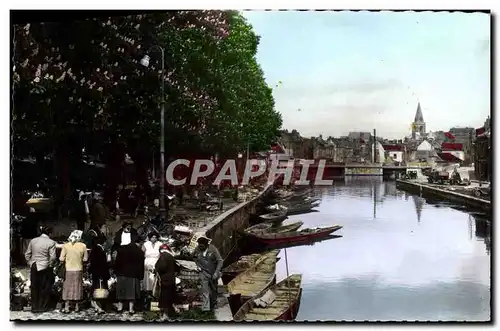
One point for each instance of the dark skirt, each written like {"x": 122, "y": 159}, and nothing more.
{"x": 73, "y": 286}
{"x": 103, "y": 283}
{"x": 128, "y": 288}
{"x": 167, "y": 295}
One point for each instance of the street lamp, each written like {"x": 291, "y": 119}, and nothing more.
{"x": 145, "y": 62}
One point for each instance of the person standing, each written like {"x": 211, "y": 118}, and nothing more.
{"x": 151, "y": 250}
{"x": 98, "y": 267}
{"x": 208, "y": 259}
{"x": 41, "y": 257}
{"x": 129, "y": 269}
{"x": 73, "y": 254}
{"x": 166, "y": 267}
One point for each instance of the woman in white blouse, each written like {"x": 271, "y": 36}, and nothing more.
{"x": 151, "y": 250}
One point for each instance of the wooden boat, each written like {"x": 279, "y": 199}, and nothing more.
{"x": 275, "y": 217}
{"x": 294, "y": 236}
{"x": 296, "y": 197}
{"x": 301, "y": 209}
{"x": 279, "y": 302}
{"x": 286, "y": 228}
{"x": 245, "y": 262}
{"x": 258, "y": 227}
{"x": 252, "y": 281}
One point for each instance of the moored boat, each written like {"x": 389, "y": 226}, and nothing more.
{"x": 279, "y": 302}
{"x": 259, "y": 227}
{"x": 294, "y": 208}
{"x": 294, "y": 236}
{"x": 286, "y": 228}
{"x": 245, "y": 262}
{"x": 275, "y": 217}
{"x": 252, "y": 281}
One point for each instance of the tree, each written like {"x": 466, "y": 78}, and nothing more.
{"x": 80, "y": 84}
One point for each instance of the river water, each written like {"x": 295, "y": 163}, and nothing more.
{"x": 400, "y": 258}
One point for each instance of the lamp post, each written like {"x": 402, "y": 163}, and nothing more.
{"x": 145, "y": 62}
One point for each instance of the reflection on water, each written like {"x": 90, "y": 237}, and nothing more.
{"x": 400, "y": 257}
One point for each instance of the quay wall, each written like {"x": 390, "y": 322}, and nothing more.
{"x": 427, "y": 190}
{"x": 222, "y": 230}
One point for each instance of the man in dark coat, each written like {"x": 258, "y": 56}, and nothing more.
{"x": 166, "y": 267}
{"x": 41, "y": 257}
{"x": 125, "y": 235}
{"x": 208, "y": 259}
{"x": 129, "y": 269}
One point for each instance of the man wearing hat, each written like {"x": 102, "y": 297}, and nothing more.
{"x": 209, "y": 261}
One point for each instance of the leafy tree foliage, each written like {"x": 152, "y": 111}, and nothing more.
{"x": 80, "y": 84}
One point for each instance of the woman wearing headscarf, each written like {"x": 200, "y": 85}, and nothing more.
{"x": 129, "y": 269}
{"x": 151, "y": 249}
{"x": 166, "y": 267}
{"x": 98, "y": 267}
{"x": 73, "y": 254}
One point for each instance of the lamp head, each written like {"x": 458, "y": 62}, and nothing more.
{"x": 145, "y": 61}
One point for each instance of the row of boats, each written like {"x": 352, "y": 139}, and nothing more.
{"x": 251, "y": 283}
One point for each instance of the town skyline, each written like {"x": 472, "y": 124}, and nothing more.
{"x": 388, "y": 63}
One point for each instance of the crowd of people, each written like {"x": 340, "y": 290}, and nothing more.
{"x": 147, "y": 268}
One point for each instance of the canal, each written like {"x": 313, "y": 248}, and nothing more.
{"x": 400, "y": 258}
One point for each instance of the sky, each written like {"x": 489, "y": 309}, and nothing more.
{"x": 359, "y": 71}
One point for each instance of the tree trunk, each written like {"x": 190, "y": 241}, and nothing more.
{"x": 114, "y": 172}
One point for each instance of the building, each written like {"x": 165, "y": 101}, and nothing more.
{"x": 482, "y": 153}
{"x": 323, "y": 149}
{"x": 425, "y": 151}
{"x": 394, "y": 153}
{"x": 362, "y": 136}
{"x": 418, "y": 125}
{"x": 466, "y": 137}
{"x": 452, "y": 152}
{"x": 377, "y": 153}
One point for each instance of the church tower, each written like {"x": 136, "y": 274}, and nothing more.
{"x": 418, "y": 125}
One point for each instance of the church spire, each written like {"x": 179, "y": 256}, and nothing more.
{"x": 419, "y": 118}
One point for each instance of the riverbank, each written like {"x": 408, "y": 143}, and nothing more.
{"x": 215, "y": 224}
{"x": 457, "y": 194}
{"x": 222, "y": 230}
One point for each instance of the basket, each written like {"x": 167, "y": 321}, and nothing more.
{"x": 100, "y": 293}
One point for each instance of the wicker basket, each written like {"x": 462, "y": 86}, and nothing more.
{"x": 100, "y": 293}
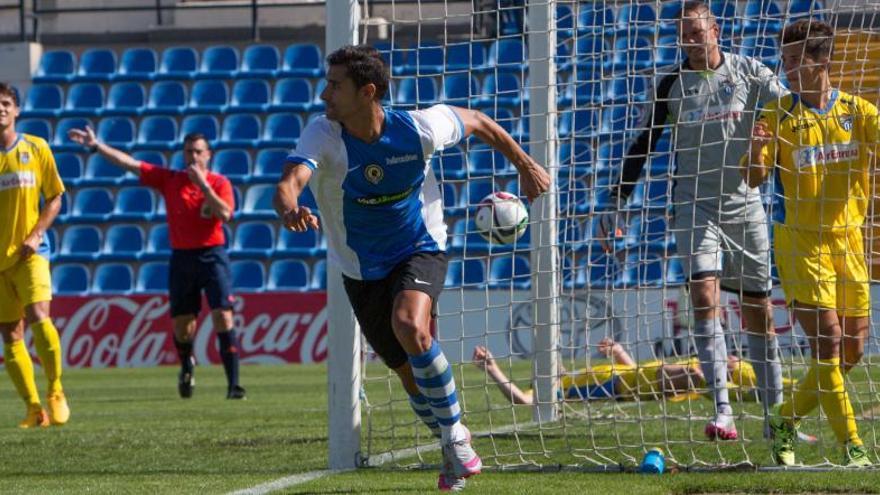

**PROBLEM TO SOLVE**
Print the listing exactly, but skip its pictures.

**YOUR RESPONSE**
One point for each instance of the dark skirt, each written like {"x": 122, "y": 159}, and nothing more.
{"x": 73, "y": 286}
{"x": 103, "y": 283}
{"x": 128, "y": 288}
{"x": 167, "y": 295}
One point for each instance of the street lamp, each written like {"x": 291, "y": 119}, and nothing more.
{"x": 145, "y": 62}
One point for each instance of the person standing, each written like {"x": 211, "y": 118}, and nothing more.
{"x": 151, "y": 250}
{"x": 98, "y": 267}
{"x": 208, "y": 259}
{"x": 41, "y": 257}
{"x": 129, "y": 269}
{"x": 73, "y": 254}
{"x": 166, "y": 267}
One point for each instance of the woman in white blouse, each written like {"x": 271, "y": 36}, and nothing more.
{"x": 151, "y": 250}
One point for each instance of the wooden boat, each written like {"x": 279, "y": 199}, and nothing more.
{"x": 275, "y": 217}
{"x": 294, "y": 236}
{"x": 296, "y": 197}
{"x": 301, "y": 209}
{"x": 279, "y": 302}
{"x": 286, "y": 228}
{"x": 245, "y": 262}
{"x": 258, "y": 227}
{"x": 252, "y": 281}
One point for each instance of the moored boat, each written like {"x": 389, "y": 226}, and nothing more.
{"x": 279, "y": 302}
{"x": 259, "y": 227}
{"x": 294, "y": 208}
{"x": 294, "y": 236}
{"x": 286, "y": 228}
{"x": 245, "y": 262}
{"x": 275, "y": 217}
{"x": 252, "y": 281}
One point for each instance of the tree, each written like {"x": 466, "y": 78}, and nothing more.
{"x": 80, "y": 84}
One point for each instance of the river water, each written like {"x": 295, "y": 163}, and nothing more.
{"x": 400, "y": 258}
One point for each instance of the lamp post, each written like {"x": 402, "y": 163}, and nothing more.
{"x": 145, "y": 62}
One point for each instance of the reflection on water, each written like {"x": 90, "y": 237}, and nothing more.
{"x": 400, "y": 257}
One point for each instance of the quay wall, each written like {"x": 390, "y": 322}, and nothing more.
{"x": 427, "y": 190}
{"x": 222, "y": 230}
One point for each instance of the man in dark coat, each written like {"x": 258, "y": 56}, and nothing more.
{"x": 166, "y": 267}
{"x": 41, "y": 257}
{"x": 125, "y": 235}
{"x": 208, "y": 259}
{"x": 129, "y": 269}
One point for each instance of the man wearing hat, each written like {"x": 102, "y": 297}, and nothing more.
{"x": 209, "y": 261}
One point for each instance of the leafy tree foliage, each written like {"x": 152, "y": 111}, and nothing more.
{"x": 80, "y": 84}
One point for each instance of the woman wearing headscarf, each written like {"x": 200, "y": 85}, and nothing more.
{"x": 129, "y": 269}
{"x": 151, "y": 249}
{"x": 166, "y": 267}
{"x": 98, "y": 267}
{"x": 73, "y": 254}
One point for each instance of the lamp head, each written like {"x": 458, "y": 62}, and nothing more.
{"x": 145, "y": 61}
One point for each instance of the row of boats, each written like {"x": 352, "y": 139}, and nothing more.
{"x": 251, "y": 283}
One point for each instance of the town skyline, each written like {"x": 472, "y": 124}, and nothing more.
{"x": 388, "y": 63}
One point for each instance of the crowd of people, each written like {"x": 340, "y": 290}, and nothing more.
{"x": 147, "y": 268}
One point for each instance of the canal, each written like {"x": 313, "y": 248}, and nothing more.
{"x": 400, "y": 258}
One point for each instance of the sky, each written like {"x": 489, "y": 309}, and nothing more.
{"x": 359, "y": 71}
One point for each instance of the tree trunk, each written like {"x": 190, "y": 241}, and nothing more.
{"x": 114, "y": 172}
One point for each instance of the building, each written like {"x": 165, "y": 101}, and nothing more.
{"x": 482, "y": 153}
{"x": 323, "y": 149}
{"x": 425, "y": 151}
{"x": 394, "y": 153}
{"x": 362, "y": 136}
{"x": 418, "y": 125}
{"x": 466, "y": 137}
{"x": 452, "y": 152}
{"x": 377, "y": 153}
One point for each instance of the church tower, each written like {"x": 136, "y": 274}, and nothing more.
{"x": 418, "y": 125}
One point for each instance of the church spire, each written like {"x": 179, "y": 256}, and nothing more.
{"x": 419, "y": 118}
One point for each instance of the riverbank, each written like {"x": 408, "y": 143}, and nothing more.
{"x": 215, "y": 224}
{"x": 457, "y": 194}
{"x": 222, "y": 230}
One point for each instance of the basket, each written like {"x": 167, "y": 321}, and nothing more.
{"x": 100, "y": 293}
One point for each instance of the wicker basket, each written like {"x": 462, "y": 86}, and nothing more.
{"x": 100, "y": 293}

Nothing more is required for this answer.